[Instructions to follow]: Return the following rows exactly as they are, leaving out the pictures.

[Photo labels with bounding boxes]
** START **
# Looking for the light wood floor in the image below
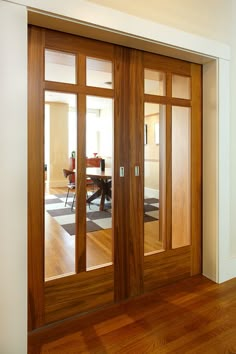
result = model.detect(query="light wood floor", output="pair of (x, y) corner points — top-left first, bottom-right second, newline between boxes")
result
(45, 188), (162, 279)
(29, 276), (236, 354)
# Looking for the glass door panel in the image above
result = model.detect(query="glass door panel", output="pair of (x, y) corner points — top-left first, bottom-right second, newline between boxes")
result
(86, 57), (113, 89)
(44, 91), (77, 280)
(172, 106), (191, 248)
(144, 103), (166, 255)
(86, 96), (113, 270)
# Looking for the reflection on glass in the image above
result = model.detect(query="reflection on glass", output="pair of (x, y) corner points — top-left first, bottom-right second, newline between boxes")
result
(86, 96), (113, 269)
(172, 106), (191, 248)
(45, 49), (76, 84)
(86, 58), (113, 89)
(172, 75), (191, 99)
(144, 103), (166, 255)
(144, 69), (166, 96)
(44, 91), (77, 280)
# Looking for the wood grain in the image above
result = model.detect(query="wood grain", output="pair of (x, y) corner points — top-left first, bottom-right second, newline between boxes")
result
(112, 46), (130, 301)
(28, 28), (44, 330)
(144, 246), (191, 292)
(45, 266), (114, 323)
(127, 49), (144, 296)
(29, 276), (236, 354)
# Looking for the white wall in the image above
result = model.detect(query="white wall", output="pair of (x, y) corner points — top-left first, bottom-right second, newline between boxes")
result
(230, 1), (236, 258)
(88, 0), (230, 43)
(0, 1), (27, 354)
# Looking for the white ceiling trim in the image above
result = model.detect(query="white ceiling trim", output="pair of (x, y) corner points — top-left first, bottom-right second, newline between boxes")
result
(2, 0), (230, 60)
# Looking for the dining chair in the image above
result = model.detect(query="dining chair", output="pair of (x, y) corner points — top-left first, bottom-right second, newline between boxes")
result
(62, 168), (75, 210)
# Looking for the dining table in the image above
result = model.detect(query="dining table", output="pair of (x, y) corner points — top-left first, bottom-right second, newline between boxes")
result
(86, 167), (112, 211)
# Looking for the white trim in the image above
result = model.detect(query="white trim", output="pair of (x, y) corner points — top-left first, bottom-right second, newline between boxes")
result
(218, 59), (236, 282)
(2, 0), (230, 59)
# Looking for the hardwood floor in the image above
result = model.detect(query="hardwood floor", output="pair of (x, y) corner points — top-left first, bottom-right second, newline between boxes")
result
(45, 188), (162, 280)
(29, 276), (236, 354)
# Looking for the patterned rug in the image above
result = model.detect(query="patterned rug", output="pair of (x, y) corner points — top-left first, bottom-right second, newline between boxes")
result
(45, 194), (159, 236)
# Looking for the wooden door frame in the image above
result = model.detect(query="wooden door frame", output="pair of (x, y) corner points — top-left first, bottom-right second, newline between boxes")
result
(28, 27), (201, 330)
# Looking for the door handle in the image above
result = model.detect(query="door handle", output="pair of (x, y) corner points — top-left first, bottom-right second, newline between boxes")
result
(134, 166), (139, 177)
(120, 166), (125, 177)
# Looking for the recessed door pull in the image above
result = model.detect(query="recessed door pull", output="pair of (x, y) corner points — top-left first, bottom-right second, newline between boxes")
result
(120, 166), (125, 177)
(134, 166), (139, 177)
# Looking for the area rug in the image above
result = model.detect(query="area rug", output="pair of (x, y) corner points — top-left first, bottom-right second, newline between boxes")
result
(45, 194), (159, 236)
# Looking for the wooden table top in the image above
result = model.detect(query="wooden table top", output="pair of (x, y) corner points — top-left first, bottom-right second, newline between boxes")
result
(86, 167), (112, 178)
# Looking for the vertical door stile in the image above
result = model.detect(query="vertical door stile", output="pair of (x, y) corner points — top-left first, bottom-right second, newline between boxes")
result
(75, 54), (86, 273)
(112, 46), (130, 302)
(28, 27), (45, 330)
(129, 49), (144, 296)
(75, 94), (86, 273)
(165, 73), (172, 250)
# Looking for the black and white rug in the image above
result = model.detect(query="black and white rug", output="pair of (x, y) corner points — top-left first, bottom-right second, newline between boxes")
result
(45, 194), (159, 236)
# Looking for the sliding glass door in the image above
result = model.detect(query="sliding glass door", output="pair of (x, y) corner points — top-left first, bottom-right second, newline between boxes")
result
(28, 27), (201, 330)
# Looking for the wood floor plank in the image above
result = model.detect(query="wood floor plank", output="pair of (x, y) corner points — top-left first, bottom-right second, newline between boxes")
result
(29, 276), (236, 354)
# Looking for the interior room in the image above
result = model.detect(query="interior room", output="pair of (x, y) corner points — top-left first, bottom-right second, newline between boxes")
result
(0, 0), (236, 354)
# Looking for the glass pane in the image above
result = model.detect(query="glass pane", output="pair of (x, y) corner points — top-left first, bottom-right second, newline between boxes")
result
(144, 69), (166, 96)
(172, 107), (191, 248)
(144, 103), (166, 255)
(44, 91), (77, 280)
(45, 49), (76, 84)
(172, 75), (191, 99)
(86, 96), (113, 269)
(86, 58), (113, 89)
** END **
[Exercise result]:
# Looking for the light wood floor in the image below
result = model.detect(query="light wood floor", output="pair of (x, y) corner points — top-left first, bottom-right second, newline between boxes")
result
(45, 188), (162, 279)
(29, 276), (236, 354)
# Looking for the glass door panel in the image above
result = model.detect(query="glass door panel", output="pair of (x, y) corner points — top-left first, bottom-right second, newline between boxes")
result
(86, 57), (113, 89)
(44, 91), (77, 280)
(172, 106), (191, 248)
(144, 103), (166, 255)
(86, 96), (113, 270)
# Looking for the reflection on glass in the image above
result = model.detect(query="reflection on glass", output="pair of (x, y) corner points — top-left first, bottom-right second, newline between boxes")
result
(86, 96), (113, 269)
(172, 106), (191, 248)
(45, 49), (76, 84)
(86, 58), (113, 89)
(172, 75), (191, 99)
(144, 103), (166, 255)
(144, 69), (166, 96)
(44, 91), (77, 280)
# Looking for the wood grain in the image above
result = model.detect(query="wood grain", output="pair of (x, y) corner points — top-left first, bottom-right second, newline between boxes")
result
(112, 46), (130, 301)
(28, 28), (44, 330)
(144, 246), (191, 292)
(45, 266), (114, 323)
(127, 49), (144, 296)
(29, 276), (236, 354)
# Looking for the white wall in the image above
result = model.detect(query="white wall", output="pair of (x, y) corner points — top-left first, bottom-right second, newline between boxes")
result
(230, 1), (236, 258)
(88, 0), (230, 43)
(0, 1), (27, 354)
# Looking for the white ceiling trim in the image above
result = model.detect(query="white ceiling trim", output="pair of (x, y) corner points — top-left first, bottom-right second, newline between boxes")
result
(2, 0), (230, 60)
# Looking for the dining chair in the image above
result = model.detect(query="dining chair", output="pair of (x, y) corner points — top-left first, bottom-right second, newline between boxes")
result
(62, 168), (75, 210)
# Looking for the dining table in the image above
result = model.detect(query="dining table", output="pair of (x, y) corner points — top-left first, bottom-right second, newline between boxes")
result
(86, 167), (112, 211)
# Looking for the white trim in the image above
result = model.detect(query="white trim", output="pair of (x, y) corner points — top-left first, bottom-right second, newline between boxes")
result
(218, 59), (236, 282)
(2, 0), (230, 59)
# Looking for the hardwood floor in the image above
result = model.detect(query="hardwood floor", output="pair of (x, y) corner points — top-left first, bottom-right second, newline between boxes")
result
(45, 188), (162, 280)
(29, 276), (236, 354)
# Looking for the patterned rug in the image above
result = model.detect(query="patterned rug", output="pair of (x, y) corner points — top-left first, bottom-right second, newline between boxes")
result
(45, 194), (159, 236)
# Looking for the wooden door frame in the image above
result = model.detect(query="wooden door frame", output="pair of (x, y) corner points — top-left first, bottom-right second, newline between boxes")
result
(28, 27), (201, 330)
# Looking for the door handle in the image above
result = model.detect(query="door handle", output="pair of (x, y) corner points — top-left first, bottom-right second, newline between boxes")
result
(134, 166), (139, 177)
(120, 166), (125, 177)
# Looking for the recessed door pull in the image above
result = model.detect(query="recessed door pull", output="pair of (x, y) corner points — top-left first, bottom-right second, newline between boxes")
result
(120, 166), (125, 177)
(134, 166), (139, 177)
# Looking for the area rug in the image above
result = model.detect(query="area rug", output="pair of (x, y) corner points — top-left first, bottom-right second, newline between boxes")
result
(45, 194), (159, 236)
# Looking for the wooden table top in the image above
result = model.detect(query="wooden table top", output="pair of (x, y) corner points — top-left first, bottom-right second, newline between boxes")
result
(86, 167), (112, 178)
# Looking for the vertical door stile in the image above
result = model.detect(query="vertical door stile", output="pair of (x, y) corner points — top-left first, bottom-right second, newline between boxes")
result
(75, 54), (86, 273)
(112, 46), (130, 302)
(28, 27), (45, 330)
(129, 49), (144, 296)
(75, 94), (86, 273)
(165, 73), (172, 250)
# Looking for the black and white rug in the image above
result = model.detect(query="black and white rug", output="pair of (x, y) corner points — top-left first, bottom-right second, newline between boxes")
result
(45, 194), (159, 236)
# Looking for the sliding glass door in the image above
result = model.detect(query="sliding glass door", output="pair of (x, y) corner points — top-left first, bottom-right second, newline between boxes")
result
(28, 27), (201, 330)
# Looking for the wood floor plank in the image above
result = model.detect(query="wood floor plank", output="pair of (x, y) corner points — top-left first, bottom-right second, newline between boxes")
result
(29, 276), (236, 354)
# Looking for the interior room in the image above
result = model.detect(query="interior room", output="pair of (x, y) corner points — top-left first, bottom-right second, newline between boxes")
result
(0, 0), (236, 354)
# Looking for the glass pane in the image above
result = model.detect(query="glass pane", output="pair of (x, y) corner points — top-left first, bottom-right second, newline between boxes")
result
(144, 69), (166, 96)
(172, 107), (191, 248)
(144, 103), (166, 255)
(44, 91), (77, 280)
(45, 49), (76, 84)
(172, 75), (191, 99)
(86, 96), (113, 269)
(86, 58), (113, 89)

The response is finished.